__Extracted text__

+++

Petros Touloudis: Considering Time as a principal agent for the artist's life, regarding how one prepares for production, is quite paradoxical. Engaging with Time in a non-instrumental way (coming together, hanging out, exchanging etc.) can potentially distract from production. Although that seems to be almost the only essential and effective mode of practice, in which reflection is inseparable from it. In that way, making is thinking, and learning occurs at the very spot of the activity. Somehow the program we run on the island is willing to initiate the potentials for the contexts one encounters for their work, by building networks of solidarity and sociality that enable art production in a form of investigation, that do not necessarily demand results.

Apart from the necessary material conditions and institutional circumstances, that require a great deal of energy (as space matters, resources, attention to the practical issues to support artistic creation etc.), intellectual ambience and the social matrix, encourage the artistic praxis and inquiry to emerge.

GK: Speaking of time, sculpting, and giving form at the Cycladic Island of Tinos, we are speaking directly to local tradition of marble carving. It cannot simply serve as a backdrop but as the center-stage, that brings forth the exercise you have been putting to the test. Over the phone you mentioned ‘reflective time’, how is it experienced and exercised at the Tinos Quarry Platform?

 

PT: Community-engaged art projects emphasize issues on problem-solving through culture, rather than on the purity of mediums. Nevertheless, the abundance of marble on the island, caused the art on Tinos to emerge and evolve, as tradition, from a long time ago. As an archetypical material, the marble and its journey, from the site of extraction, the earth, to its transformation into an artefact, served the project's name initial idea of the Tinos Quarry Platform. Hence in the quarries, where the extraction occurs, the artist blends with the environment. Both, material and artist, become mediums while they speak their stories. And finally, the community and the environment, merge through them. As a Zen Buddhist said, "The history of humanity is overrated. There is no human concept anywhere: there are no humans; there is only nature."

+++

__Extracted information__
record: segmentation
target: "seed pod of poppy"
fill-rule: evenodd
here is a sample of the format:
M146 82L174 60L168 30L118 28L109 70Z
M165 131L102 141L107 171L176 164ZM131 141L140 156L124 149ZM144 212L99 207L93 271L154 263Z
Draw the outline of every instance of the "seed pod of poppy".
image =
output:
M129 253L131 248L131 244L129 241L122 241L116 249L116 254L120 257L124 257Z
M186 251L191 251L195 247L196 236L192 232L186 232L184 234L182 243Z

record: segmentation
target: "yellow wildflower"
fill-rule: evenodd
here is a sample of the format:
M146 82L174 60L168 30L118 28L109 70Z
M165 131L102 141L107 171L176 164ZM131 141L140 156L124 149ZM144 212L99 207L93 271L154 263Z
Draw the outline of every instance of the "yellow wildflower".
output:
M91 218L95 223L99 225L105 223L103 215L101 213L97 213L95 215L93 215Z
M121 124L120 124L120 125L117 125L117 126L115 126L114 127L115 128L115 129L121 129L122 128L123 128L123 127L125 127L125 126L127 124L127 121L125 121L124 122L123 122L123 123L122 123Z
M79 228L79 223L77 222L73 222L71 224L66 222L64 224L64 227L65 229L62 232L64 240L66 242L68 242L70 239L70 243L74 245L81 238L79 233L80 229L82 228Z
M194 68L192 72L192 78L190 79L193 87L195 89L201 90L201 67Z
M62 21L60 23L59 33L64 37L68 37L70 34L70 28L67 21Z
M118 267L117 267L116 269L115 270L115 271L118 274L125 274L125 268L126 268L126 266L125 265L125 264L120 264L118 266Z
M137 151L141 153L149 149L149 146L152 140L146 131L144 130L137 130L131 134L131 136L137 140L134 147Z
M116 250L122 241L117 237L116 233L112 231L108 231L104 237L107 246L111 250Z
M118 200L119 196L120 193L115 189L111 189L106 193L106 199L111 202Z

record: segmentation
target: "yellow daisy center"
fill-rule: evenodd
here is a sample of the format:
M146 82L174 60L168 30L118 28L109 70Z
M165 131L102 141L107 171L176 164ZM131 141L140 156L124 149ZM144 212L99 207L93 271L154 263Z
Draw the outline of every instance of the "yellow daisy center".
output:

+++

__Request__
Continue the interview about the Tinos Quarry Platform from the point where it stops. The items are separate material and have no connection to the interview.

__Result__
GK: I admire the tenacity behind such endeavors because they allow for lived experiences to manifest, for learnings to occur, enable bond-forming among peers and allow artists to grow and/or even change. How does one sustain the momentum? What kind of ecosystem in a broader sense is needed for the longevity of your program to be secured?

 

PT: As an artist, sometimes, I feel that there is no urgency to make more art. We are already surrounded by infinite images and objects and a significant amount of noise. Though by realizing or better learning within a social context, help artists to liberate from the modernist anxiety, concerning originality, avoiding to turning art into a spectacle for a celebrity culture. In the end, what matters is not the scale or impact, but the willingness to be open to all the possibilities. The love for the strangers is keeping us motivated enough to continue to create those ephemeral communities, by exploring systems and stimuli, with them, for everyone, hoping that in turn critical thinking tools will be provided for all, in the societies to uphold a creative democracy. I cannot know how long we can keep on doing that experiment. Nevertheless, for the time being, we are open to new forms and challenges, testing new ideas or letting also things fall by their weight.